_Provided data_.
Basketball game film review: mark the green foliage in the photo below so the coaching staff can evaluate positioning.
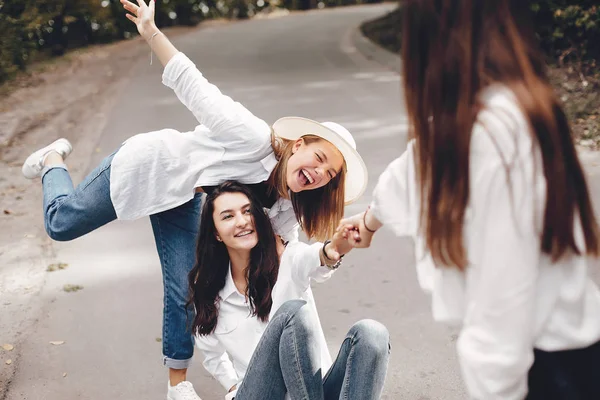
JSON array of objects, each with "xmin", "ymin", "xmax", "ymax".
[
  {"xmin": 0, "ymin": 0, "xmax": 380, "ymax": 83},
  {"xmin": 531, "ymin": 0, "xmax": 600, "ymax": 65}
]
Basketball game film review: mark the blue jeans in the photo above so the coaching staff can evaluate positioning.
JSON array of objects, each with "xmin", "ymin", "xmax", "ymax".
[
  {"xmin": 42, "ymin": 153, "xmax": 202, "ymax": 369},
  {"xmin": 235, "ymin": 300, "xmax": 390, "ymax": 400},
  {"xmin": 525, "ymin": 342, "xmax": 600, "ymax": 400}
]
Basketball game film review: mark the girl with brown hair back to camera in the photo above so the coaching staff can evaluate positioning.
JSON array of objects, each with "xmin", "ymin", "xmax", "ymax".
[{"xmin": 342, "ymin": 0, "xmax": 600, "ymax": 400}]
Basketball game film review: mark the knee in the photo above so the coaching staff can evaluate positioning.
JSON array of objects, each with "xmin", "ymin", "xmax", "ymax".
[
  {"xmin": 46, "ymin": 224, "xmax": 75, "ymax": 242},
  {"xmin": 273, "ymin": 300, "xmax": 308, "ymax": 317},
  {"xmin": 350, "ymin": 319, "xmax": 390, "ymax": 356},
  {"xmin": 44, "ymin": 212, "xmax": 77, "ymax": 242}
]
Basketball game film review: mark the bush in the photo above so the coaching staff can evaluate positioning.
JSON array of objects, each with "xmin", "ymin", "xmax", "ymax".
[{"xmin": 531, "ymin": 0, "xmax": 600, "ymax": 65}]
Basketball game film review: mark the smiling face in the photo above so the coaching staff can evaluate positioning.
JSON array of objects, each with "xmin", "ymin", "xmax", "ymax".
[
  {"xmin": 286, "ymin": 138, "xmax": 344, "ymax": 193},
  {"xmin": 213, "ymin": 192, "xmax": 258, "ymax": 251}
]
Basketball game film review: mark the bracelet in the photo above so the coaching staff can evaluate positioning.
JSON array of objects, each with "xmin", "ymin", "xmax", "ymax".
[
  {"xmin": 150, "ymin": 31, "xmax": 160, "ymax": 65},
  {"xmin": 363, "ymin": 206, "xmax": 377, "ymax": 233},
  {"xmin": 321, "ymin": 239, "xmax": 344, "ymax": 269}
]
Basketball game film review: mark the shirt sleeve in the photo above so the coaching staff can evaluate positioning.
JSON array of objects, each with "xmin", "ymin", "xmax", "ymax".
[
  {"xmin": 269, "ymin": 199, "xmax": 300, "ymax": 243},
  {"xmin": 162, "ymin": 52, "xmax": 271, "ymax": 149},
  {"xmin": 288, "ymin": 242, "xmax": 335, "ymax": 288},
  {"xmin": 195, "ymin": 335, "xmax": 239, "ymax": 390},
  {"xmin": 371, "ymin": 140, "xmax": 419, "ymax": 236},
  {"xmin": 457, "ymin": 140, "xmax": 545, "ymax": 400}
]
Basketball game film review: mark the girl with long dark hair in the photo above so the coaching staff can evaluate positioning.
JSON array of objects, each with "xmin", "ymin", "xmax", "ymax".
[
  {"xmin": 189, "ymin": 182, "xmax": 389, "ymax": 400},
  {"xmin": 18, "ymin": 0, "xmax": 367, "ymax": 400},
  {"xmin": 342, "ymin": 0, "xmax": 600, "ymax": 400}
]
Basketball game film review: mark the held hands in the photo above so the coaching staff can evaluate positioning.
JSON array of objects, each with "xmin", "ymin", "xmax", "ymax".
[
  {"xmin": 336, "ymin": 212, "xmax": 373, "ymax": 249},
  {"xmin": 325, "ymin": 224, "xmax": 352, "ymax": 261},
  {"xmin": 121, "ymin": 0, "xmax": 158, "ymax": 40}
]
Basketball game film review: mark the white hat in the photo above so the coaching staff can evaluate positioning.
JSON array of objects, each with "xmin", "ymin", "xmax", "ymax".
[{"xmin": 273, "ymin": 117, "xmax": 368, "ymax": 204}]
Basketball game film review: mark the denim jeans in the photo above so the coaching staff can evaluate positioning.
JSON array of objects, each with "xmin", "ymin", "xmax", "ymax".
[
  {"xmin": 42, "ymin": 153, "xmax": 202, "ymax": 369},
  {"xmin": 235, "ymin": 300, "xmax": 390, "ymax": 400},
  {"xmin": 526, "ymin": 342, "xmax": 600, "ymax": 400}
]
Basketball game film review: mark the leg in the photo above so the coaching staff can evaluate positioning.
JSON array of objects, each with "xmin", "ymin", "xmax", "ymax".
[
  {"xmin": 235, "ymin": 300, "xmax": 323, "ymax": 400},
  {"xmin": 42, "ymin": 153, "xmax": 117, "ymax": 241},
  {"xmin": 526, "ymin": 342, "xmax": 600, "ymax": 400},
  {"xmin": 150, "ymin": 193, "xmax": 202, "ymax": 386},
  {"xmin": 323, "ymin": 320, "xmax": 390, "ymax": 400}
]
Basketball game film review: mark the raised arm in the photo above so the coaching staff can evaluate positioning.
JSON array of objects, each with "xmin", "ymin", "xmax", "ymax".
[
  {"xmin": 121, "ymin": 0, "xmax": 179, "ymax": 67},
  {"xmin": 121, "ymin": 0, "xmax": 271, "ymax": 144}
]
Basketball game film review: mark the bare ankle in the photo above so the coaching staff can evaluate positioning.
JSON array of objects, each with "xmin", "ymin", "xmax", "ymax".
[
  {"xmin": 44, "ymin": 151, "xmax": 64, "ymax": 167},
  {"xmin": 169, "ymin": 368, "xmax": 187, "ymax": 386}
]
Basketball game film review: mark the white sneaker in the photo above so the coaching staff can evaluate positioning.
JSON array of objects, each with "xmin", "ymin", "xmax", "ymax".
[
  {"xmin": 167, "ymin": 381, "xmax": 202, "ymax": 400},
  {"xmin": 21, "ymin": 139, "xmax": 73, "ymax": 179}
]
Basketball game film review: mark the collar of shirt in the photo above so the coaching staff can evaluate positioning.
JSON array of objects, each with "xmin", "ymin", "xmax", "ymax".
[{"xmin": 219, "ymin": 263, "xmax": 248, "ymax": 306}]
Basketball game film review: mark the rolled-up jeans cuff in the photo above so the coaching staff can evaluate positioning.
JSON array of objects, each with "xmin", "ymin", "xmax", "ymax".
[
  {"xmin": 40, "ymin": 164, "xmax": 69, "ymax": 179},
  {"xmin": 163, "ymin": 356, "xmax": 192, "ymax": 369}
]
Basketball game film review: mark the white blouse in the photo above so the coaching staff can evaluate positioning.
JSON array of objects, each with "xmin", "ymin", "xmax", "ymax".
[
  {"xmin": 371, "ymin": 86, "xmax": 600, "ymax": 400},
  {"xmin": 195, "ymin": 242, "xmax": 333, "ymax": 396},
  {"xmin": 110, "ymin": 53, "xmax": 299, "ymax": 240}
]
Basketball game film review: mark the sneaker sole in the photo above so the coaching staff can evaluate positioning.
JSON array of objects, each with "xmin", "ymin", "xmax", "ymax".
[{"xmin": 21, "ymin": 138, "xmax": 73, "ymax": 179}]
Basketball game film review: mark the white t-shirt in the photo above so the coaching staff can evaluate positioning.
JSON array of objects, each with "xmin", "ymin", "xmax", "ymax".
[
  {"xmin": 371, "ymin": 86, "xmax": 600, "ymax": 400},
  {"xmin": 195, "ymin": 242, "xmax": 333, "ymax": 396},
  {"xmin": 110, "ymin": 53, "xmax": 299, "ymax": 241}
]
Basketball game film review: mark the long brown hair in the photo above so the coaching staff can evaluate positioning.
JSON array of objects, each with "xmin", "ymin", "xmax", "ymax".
[
  {"xmin": 402, "ymin": 0, "xmax": 599, "ymax": 269},
  {"xmin": 187, "ymin": 181, "xmax": 279, "ymax": 335},
  {"xmin": 269, "ymin": 134, "xmax": 346, "ymax": 240}
]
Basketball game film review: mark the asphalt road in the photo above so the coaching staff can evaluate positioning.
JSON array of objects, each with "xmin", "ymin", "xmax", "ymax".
[{"xmin": 7, "ymin": 4, "xmax": 464, "ymax": 400}]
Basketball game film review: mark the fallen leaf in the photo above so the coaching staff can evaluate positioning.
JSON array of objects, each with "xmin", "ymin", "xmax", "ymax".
[
  {"xmin": 46, "ymin": 263, "xmax": 69, "ymax": 272},
  {"xmin": 63, "ymin": 285, "xmax": 83, "ymax": 293}
]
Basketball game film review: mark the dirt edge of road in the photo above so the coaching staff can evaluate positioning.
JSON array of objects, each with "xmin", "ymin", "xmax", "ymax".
[{"xmin": 0, "ymin": 20, "xmax": 236, "ymax": 400}]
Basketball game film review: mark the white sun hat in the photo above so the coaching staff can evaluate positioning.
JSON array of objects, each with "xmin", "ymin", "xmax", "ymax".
[{"xmin": 273, "ymin": 117, "xmax": 368, "ymax": 204}]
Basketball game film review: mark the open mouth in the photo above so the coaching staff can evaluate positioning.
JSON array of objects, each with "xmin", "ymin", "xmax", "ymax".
[
  {"xmin": 234, "ymin": 229, "xmax": 254, "ymax": 237},
  {"xmin": 298, "ymin": 169, "xmax": 315, "ymax": 186}
]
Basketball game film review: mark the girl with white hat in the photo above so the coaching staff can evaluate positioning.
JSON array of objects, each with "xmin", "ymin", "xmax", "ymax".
[
  {"xmin": 23, "ymin": 0, "xmax": 367, "ymax": 400},
  {"xmin": 189, "ymin": 181, "xmax": 390, "ymax": 400}
]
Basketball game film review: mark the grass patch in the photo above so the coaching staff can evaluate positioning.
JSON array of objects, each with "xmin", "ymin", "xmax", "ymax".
[{"xmin": 360, "ymin": 8, "xmax": 600, "ymax": 149}]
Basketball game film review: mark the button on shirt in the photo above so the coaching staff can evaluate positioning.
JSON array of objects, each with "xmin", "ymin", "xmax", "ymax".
[
  {"xmin": 195, "ymin": 242, "xmax": 333, "ymax": 390},
  {"xmin": 371, "ymin": 86, "xmax": 600, "ymax": 400},
  {"xmin": 110, "ymin": 53, "xmax": 299, "ymax": 240}
]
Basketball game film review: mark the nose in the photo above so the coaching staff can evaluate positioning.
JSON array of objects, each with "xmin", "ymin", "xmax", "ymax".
[{"xmin": 235, "ymin": 213, "xmax": 249, "ymax": 228}]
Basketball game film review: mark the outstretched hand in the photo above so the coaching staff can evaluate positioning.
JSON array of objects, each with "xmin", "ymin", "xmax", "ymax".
[
  {"xmin": 336, "ymin": 212, "xmax": 373, "ymax": 249},
  {"xmin": 327, "ymin": 225, "xmax": 352, "ymax": 261},
  {"xmin": 121, "ymin": 0, "xmax": 156, "ymax": 40}
]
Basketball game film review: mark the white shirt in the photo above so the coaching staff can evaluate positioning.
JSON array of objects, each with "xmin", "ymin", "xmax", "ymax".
[
  {"xmin": 195, "ymin": 242, "xmax": 333, "ymax": 396},
  {"xmin": 110, "ymin": 53, "xmax": 299, "ymax": 240},
  {"xmin": 371, "ymin": 86, "xmax": 600, "ymax": 400}
]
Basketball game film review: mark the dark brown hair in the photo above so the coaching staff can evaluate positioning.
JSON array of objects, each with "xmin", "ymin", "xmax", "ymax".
[
  {"xmin": 402, "ymin": 0, "xmax": 599, "ymax": 269},
  {"xmin": 188, "ymin": 181, "xmax": 279, "ymax": 335},
  {"xmin": 269, "ymin": 135, "xmax": 346, "ymax": 241}
]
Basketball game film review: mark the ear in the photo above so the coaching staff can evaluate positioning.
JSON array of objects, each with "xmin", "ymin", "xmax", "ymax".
[{"xmin": 292, "ymin": 138, "xmax": 304, "ymax": 154}]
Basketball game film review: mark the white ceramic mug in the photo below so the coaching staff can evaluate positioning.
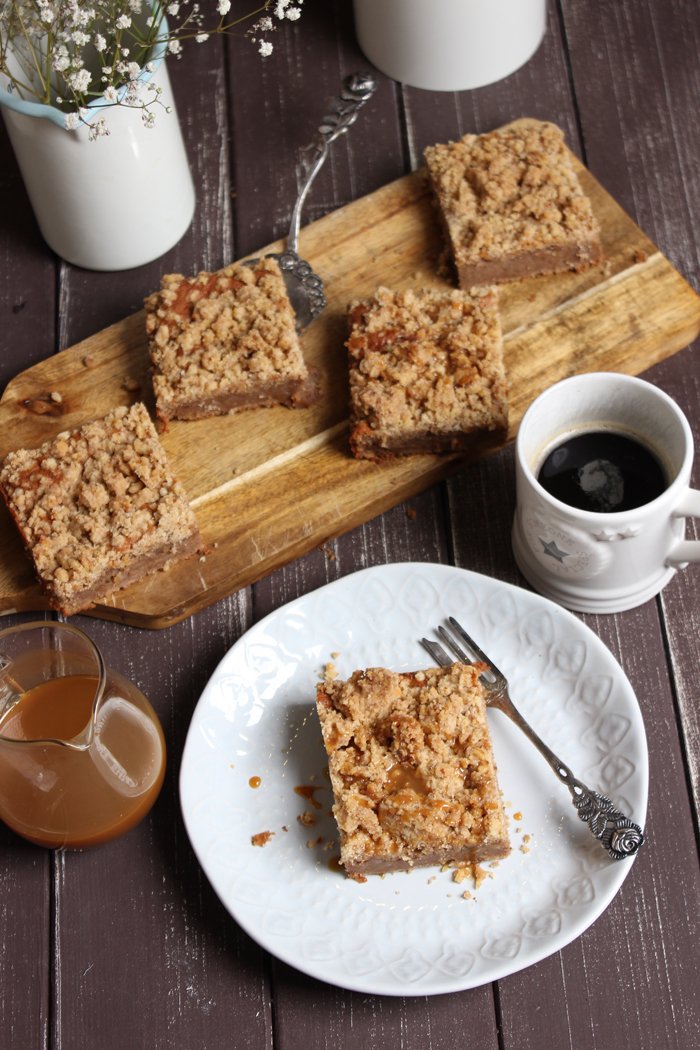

_Stated goal_. Which lines in the data above contain the word "sneaker"? Case counts. Pull out every such line and copy it in full.

_Task solution_.
Basketball game film review: mark the white sneaker in the photo above so the coaching staff can evaluate positioning.
Basketball game film review: mark the sneaker sole in the photo above so the coaching staff can evaluate positioning.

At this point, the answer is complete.